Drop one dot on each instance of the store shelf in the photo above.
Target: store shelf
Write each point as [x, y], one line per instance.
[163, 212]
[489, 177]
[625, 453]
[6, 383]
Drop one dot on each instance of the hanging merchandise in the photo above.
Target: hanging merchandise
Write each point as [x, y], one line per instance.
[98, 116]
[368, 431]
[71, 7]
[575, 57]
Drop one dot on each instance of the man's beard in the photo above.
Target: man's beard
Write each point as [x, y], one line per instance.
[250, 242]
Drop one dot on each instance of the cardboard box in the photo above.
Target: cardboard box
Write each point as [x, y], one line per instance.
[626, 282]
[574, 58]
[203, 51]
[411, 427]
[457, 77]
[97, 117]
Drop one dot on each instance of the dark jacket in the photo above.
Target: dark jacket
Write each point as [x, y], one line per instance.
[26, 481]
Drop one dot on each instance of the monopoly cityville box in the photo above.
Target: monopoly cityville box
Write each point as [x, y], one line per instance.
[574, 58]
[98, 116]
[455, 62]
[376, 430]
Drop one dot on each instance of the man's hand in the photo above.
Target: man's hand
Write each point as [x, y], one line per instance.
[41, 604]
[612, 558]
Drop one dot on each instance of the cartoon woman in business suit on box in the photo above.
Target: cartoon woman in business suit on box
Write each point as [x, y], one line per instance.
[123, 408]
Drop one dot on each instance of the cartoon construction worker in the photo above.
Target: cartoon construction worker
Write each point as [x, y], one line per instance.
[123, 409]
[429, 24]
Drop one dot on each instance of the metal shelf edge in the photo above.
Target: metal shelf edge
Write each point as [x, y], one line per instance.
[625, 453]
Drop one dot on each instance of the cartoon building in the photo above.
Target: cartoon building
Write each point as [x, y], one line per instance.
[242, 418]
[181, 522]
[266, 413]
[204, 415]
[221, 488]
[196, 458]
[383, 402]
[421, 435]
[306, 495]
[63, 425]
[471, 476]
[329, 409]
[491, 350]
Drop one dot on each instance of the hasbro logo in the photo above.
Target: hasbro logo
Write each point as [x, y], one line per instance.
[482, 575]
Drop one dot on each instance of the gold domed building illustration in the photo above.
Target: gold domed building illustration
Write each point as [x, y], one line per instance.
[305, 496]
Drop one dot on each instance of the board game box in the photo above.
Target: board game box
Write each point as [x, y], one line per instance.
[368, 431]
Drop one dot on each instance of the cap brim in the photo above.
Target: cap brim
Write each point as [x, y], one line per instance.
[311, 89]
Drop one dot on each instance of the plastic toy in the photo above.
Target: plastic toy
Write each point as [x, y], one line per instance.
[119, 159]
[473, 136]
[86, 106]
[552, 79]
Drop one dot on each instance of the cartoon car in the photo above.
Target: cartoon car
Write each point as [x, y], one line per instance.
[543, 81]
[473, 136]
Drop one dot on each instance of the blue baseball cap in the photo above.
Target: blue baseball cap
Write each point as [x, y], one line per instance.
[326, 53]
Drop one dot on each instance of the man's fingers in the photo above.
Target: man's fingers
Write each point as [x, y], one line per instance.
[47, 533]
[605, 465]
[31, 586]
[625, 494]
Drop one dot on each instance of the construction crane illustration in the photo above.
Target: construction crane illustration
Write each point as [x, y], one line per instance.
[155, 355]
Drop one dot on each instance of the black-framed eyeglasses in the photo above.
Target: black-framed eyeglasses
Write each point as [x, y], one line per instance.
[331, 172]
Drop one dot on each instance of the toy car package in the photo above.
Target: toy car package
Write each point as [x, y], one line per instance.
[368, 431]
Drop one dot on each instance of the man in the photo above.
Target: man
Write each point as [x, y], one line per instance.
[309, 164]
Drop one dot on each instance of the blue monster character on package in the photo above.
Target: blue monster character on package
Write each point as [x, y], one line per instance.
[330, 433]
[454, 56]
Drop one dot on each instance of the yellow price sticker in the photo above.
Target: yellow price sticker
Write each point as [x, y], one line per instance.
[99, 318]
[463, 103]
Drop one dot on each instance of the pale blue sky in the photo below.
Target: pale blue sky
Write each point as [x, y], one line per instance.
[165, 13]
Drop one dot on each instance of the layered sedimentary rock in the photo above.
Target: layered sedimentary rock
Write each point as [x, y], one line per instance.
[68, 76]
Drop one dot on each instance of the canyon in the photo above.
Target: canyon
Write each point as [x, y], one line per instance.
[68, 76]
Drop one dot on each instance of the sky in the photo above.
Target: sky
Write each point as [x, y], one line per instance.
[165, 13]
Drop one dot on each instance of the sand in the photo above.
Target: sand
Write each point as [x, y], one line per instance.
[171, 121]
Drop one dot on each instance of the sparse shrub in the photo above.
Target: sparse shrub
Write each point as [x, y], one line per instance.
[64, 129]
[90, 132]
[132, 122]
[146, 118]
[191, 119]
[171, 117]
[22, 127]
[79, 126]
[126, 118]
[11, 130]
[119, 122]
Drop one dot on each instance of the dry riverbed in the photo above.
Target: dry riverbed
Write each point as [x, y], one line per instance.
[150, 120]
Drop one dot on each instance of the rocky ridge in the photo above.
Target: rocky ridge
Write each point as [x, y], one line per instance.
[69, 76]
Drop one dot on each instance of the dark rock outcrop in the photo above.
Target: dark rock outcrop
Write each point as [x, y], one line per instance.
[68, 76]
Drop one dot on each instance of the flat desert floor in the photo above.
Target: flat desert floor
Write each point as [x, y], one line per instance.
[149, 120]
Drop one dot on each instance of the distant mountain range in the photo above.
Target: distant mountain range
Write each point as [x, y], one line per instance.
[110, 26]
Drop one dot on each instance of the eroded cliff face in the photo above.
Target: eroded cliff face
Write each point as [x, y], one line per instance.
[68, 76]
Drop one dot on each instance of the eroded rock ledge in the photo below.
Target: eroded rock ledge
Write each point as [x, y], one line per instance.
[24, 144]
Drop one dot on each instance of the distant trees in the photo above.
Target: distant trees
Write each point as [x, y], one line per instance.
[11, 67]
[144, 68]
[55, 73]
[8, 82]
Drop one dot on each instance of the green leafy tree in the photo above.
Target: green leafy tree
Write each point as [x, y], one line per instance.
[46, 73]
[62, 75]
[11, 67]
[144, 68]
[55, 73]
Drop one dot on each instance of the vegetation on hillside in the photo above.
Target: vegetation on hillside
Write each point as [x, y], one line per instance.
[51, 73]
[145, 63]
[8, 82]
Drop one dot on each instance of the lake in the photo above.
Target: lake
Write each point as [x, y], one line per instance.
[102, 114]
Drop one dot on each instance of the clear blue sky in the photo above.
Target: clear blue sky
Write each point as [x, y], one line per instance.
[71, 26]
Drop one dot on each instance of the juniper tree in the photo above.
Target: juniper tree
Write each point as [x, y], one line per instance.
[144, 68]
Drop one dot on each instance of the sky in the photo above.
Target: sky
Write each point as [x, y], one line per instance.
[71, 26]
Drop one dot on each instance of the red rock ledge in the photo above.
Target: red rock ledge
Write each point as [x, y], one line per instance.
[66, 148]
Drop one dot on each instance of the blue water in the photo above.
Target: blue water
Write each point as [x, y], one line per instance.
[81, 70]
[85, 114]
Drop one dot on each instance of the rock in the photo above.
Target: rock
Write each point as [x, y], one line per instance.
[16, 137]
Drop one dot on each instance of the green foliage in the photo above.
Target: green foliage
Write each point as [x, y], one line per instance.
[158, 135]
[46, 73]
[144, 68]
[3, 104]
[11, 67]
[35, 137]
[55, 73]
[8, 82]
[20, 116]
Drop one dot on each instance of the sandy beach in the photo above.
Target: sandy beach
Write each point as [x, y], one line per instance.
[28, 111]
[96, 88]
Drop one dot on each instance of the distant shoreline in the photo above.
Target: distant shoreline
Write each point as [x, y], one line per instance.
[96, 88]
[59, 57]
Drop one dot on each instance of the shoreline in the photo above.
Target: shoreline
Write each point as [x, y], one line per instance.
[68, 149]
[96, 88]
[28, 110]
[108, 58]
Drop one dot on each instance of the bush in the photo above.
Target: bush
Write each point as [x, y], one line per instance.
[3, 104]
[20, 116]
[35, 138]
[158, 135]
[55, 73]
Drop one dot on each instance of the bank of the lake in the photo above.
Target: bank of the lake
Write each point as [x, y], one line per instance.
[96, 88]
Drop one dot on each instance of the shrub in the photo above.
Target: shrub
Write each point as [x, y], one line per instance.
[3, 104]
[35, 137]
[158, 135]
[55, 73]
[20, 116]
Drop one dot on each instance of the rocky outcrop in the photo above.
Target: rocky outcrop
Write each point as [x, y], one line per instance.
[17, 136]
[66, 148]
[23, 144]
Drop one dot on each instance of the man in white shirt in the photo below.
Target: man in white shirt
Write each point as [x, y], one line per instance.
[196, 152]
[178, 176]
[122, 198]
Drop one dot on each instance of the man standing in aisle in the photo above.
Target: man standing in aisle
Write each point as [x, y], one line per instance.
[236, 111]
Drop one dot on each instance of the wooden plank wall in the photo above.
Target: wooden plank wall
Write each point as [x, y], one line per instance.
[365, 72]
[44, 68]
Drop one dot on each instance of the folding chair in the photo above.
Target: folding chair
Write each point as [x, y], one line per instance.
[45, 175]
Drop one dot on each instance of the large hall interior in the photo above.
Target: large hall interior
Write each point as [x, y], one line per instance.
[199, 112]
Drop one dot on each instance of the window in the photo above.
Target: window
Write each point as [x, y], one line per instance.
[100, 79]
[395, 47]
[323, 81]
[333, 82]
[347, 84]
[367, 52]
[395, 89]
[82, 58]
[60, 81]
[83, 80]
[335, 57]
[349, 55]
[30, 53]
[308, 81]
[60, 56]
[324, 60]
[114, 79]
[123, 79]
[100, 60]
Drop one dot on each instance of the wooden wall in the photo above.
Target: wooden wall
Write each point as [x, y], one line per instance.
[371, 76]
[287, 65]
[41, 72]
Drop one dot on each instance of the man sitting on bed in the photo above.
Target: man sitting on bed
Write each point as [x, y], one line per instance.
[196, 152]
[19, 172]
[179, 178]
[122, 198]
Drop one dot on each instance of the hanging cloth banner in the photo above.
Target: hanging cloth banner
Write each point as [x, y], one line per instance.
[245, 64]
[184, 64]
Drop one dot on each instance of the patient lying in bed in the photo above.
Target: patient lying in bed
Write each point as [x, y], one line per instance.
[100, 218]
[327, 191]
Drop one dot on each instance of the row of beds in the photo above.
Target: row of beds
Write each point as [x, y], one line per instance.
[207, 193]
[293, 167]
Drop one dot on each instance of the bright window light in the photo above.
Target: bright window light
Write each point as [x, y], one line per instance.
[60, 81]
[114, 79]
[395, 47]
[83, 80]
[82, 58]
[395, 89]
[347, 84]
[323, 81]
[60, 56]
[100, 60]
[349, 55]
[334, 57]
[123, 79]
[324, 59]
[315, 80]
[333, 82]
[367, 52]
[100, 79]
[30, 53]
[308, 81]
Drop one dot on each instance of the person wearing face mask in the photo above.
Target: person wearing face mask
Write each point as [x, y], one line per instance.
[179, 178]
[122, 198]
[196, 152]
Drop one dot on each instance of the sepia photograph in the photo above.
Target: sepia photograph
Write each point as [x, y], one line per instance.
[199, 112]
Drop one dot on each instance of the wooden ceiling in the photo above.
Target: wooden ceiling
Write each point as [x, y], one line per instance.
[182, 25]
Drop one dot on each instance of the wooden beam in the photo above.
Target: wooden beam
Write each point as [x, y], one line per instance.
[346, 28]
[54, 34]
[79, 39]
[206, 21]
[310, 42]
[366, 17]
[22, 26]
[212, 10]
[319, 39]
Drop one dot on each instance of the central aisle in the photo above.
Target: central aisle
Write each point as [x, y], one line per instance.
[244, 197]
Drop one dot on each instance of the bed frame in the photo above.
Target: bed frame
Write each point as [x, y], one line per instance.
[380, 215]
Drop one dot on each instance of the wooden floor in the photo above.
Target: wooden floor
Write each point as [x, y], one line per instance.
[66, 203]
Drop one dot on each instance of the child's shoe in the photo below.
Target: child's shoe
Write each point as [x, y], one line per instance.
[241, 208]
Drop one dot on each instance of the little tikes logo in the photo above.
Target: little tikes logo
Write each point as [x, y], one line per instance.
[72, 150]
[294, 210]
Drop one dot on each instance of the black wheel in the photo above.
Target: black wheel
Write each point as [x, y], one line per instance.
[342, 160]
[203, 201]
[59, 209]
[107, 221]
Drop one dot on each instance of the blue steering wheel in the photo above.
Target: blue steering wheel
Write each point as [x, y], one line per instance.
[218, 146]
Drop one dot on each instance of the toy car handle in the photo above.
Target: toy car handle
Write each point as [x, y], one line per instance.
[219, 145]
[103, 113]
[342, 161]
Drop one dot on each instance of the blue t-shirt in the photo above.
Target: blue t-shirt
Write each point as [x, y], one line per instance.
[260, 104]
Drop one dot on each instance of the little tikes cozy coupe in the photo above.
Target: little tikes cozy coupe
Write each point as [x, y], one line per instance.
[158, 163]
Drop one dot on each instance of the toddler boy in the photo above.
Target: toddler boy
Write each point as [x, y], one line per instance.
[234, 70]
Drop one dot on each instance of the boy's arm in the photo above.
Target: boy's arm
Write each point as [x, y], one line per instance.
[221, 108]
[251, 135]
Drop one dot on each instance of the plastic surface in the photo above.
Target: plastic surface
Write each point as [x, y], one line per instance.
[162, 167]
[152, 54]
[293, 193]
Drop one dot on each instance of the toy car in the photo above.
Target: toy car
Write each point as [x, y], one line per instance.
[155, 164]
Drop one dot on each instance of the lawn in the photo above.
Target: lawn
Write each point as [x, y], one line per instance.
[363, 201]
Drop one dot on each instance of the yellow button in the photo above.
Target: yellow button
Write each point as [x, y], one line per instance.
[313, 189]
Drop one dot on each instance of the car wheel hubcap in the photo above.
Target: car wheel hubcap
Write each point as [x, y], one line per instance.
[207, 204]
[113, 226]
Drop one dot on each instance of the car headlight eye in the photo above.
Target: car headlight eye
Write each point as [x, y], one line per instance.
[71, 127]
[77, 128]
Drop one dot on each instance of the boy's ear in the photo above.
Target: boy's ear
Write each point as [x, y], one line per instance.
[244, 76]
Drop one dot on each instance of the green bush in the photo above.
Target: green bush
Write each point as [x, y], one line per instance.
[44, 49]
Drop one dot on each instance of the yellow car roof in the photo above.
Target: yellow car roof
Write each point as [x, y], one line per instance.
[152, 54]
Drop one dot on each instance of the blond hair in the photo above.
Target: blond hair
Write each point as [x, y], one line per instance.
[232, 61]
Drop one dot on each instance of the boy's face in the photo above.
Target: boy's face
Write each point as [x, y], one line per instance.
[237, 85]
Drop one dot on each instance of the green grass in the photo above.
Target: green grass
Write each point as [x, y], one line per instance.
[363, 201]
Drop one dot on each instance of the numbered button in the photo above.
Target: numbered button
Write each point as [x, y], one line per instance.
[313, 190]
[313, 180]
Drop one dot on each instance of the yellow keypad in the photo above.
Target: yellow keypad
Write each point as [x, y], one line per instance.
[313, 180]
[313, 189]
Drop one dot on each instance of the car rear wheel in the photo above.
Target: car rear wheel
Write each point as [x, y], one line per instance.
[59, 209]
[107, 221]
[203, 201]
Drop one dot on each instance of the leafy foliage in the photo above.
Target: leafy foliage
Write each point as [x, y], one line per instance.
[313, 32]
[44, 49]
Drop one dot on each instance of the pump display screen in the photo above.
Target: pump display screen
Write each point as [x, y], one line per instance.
· · · ·
**Required task:**
Rewrite everything in the records from the line containing "Drop one dot on each instance of the blond" down to the end as a Markdown table, omitting blank lines, with a Row column numbering each line and a Line column holding its text.

**Result for this task:**
| Row | Line |
|---|---|
| 1 | Drop one dot on each instance of the blond hair in the photo above. |
| 2 | Target: blond hair |
| 3 | Write each point as [x, y], one line per instance. |
| 4 | [232, 61] |
| 5 | Drop one dot on each instance of the boy's face in the photo above. |
| 6 | Target: boy's face |
| 7 | Write each point as [x, y], one line per instance. |
| 8 | [237, 85] |
| 9 | Drop one dot on each instance of the green grass in the photo above. |
| 10 | Target: green grass |
| 11 | Write each point as [x, y], one line per instance. |
| 12 | [363, 201] |
| 13 | Drop one dot on each instance of the numbered button in the photo above. |
| 14 | Target: numbered button |
| 15 | Write each point as [x, y], one line per instance. |
| 16 | [313, 190] |
| 17 | [313, 180] |
| 18 | Drop one dot on each instance of the yellow keypad in the photo above. |
| 19 | Target: yellow keypad |
| 20 | Write each point as [x, y], one line per instance. |
| 21 | [313, 180] |
| 22 | [313, 189] |
| 23 | Drop one dot on each instance of the car rear wheel in the photo above. |
| 24 | Target: car rear wheel |
| 25 | Write each point as [x, y], one line per instance. |
| 26 | [59, 209] |
| 27 | [107, 221] |
| 28 | [203, 201] |
| 29 | Drop one dot on each instance of the leafy foliage in the photo above. |
| 30 | Target: leafy foliage |
| 31 | Write each point as [x, y], one line per instance. |
| 32 | [313, 32] |
| 33 | [44, 49] |
| 34 | Drop one dot on each instance of the pump display screen in the photo above. |
| 35 | Target: pump display screen |
| 36 | Write each point as [x, y], one line per instance. |